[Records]
+++

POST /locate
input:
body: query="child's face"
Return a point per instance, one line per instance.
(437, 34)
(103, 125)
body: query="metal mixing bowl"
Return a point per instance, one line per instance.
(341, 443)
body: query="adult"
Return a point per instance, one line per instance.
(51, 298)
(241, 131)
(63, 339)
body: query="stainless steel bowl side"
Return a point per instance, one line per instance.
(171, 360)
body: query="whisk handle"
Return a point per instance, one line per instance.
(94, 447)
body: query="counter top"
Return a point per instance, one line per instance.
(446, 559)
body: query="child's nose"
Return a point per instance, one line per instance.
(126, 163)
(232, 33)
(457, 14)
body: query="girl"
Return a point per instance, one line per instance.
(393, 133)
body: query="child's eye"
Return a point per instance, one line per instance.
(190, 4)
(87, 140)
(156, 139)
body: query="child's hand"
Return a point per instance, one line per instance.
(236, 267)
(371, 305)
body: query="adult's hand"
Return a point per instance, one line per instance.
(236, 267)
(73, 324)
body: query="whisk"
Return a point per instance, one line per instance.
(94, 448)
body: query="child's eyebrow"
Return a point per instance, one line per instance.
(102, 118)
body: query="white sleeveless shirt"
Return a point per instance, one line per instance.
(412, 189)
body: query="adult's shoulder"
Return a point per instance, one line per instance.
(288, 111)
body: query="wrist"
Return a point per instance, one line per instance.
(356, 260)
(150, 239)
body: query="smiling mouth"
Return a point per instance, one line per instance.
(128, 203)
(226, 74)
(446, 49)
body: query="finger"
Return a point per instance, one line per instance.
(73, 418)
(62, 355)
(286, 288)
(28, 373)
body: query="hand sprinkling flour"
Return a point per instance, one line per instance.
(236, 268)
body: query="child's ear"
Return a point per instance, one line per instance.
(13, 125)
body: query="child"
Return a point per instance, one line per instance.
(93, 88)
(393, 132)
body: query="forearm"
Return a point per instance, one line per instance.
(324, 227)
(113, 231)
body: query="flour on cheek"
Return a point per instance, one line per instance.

+++

Problem requirements
Pick out every line of the listing above that contains the string "child" and copy each one. Case counts.

Solution for this exercise
body: query="child's face"
body: query="child's nose"
body: query="child's eye"
body: query="child's hand"
body: query="child's eyebrow"
body: query="child's ear"
body: query="child"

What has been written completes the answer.